• _Challenge_
Pull out every line below that contains the string "xmin", matching case exactly, and copy each one as it appears.

• _Provided material_
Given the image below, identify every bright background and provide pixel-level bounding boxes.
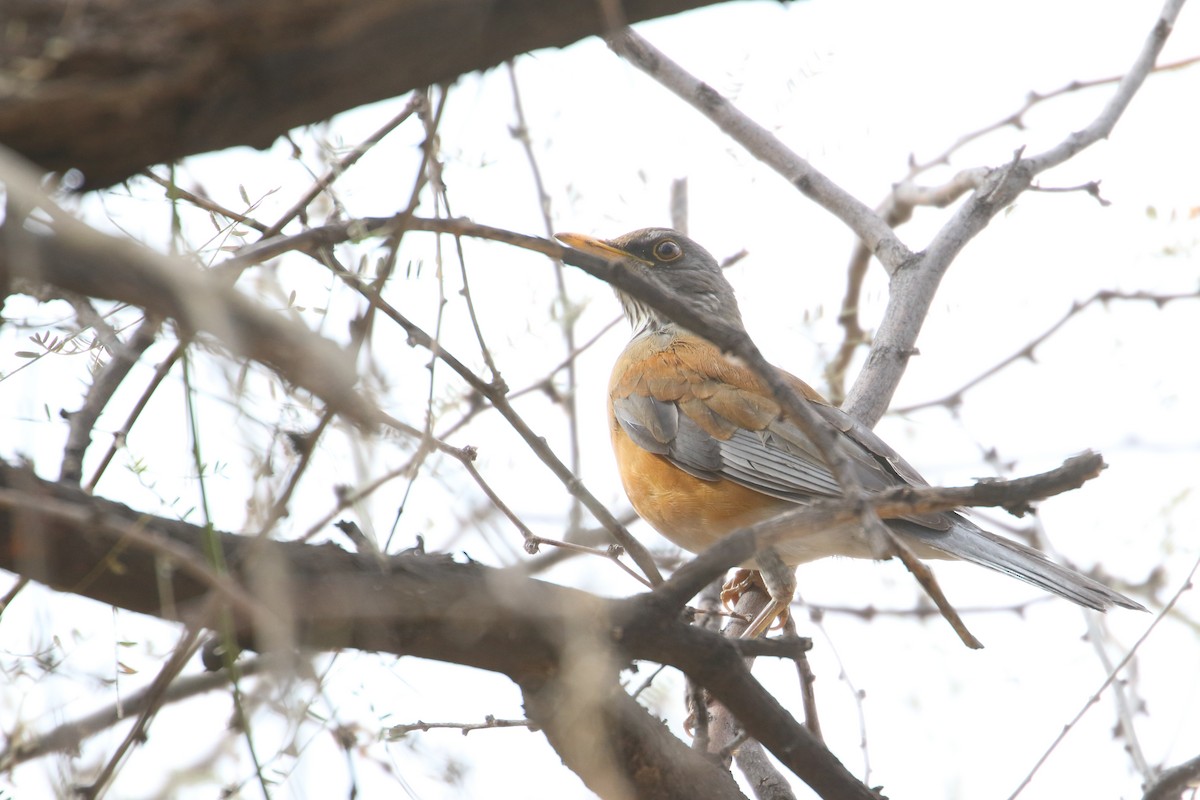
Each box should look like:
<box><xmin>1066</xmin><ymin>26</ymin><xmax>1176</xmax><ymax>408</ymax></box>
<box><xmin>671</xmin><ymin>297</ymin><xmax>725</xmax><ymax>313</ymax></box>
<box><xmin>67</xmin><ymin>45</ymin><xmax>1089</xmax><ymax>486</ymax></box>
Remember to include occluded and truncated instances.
<box><xmin>0</xmin><ymin>0</ymin><xmax>1200</xmax><ymax>800</ymax></box>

• _Completed task_
<box><xmin>1066</xmin><ymin>26</ymin><xmax>1176</xmax><ymax>408</ymax></box>
<box><xmin>671</xmin><ymin>297</ymin><xmax>725</xmax><ymax>313</ymax></box>
<box><xmin>67</xmin><ymin>45</ymin><xmax>1089</xmax><ymax>486</ymax></box>
<box><xmin>0</xmin><ymin>0</ymin><xmax>1200</xmax><ymax>800</ymax></box>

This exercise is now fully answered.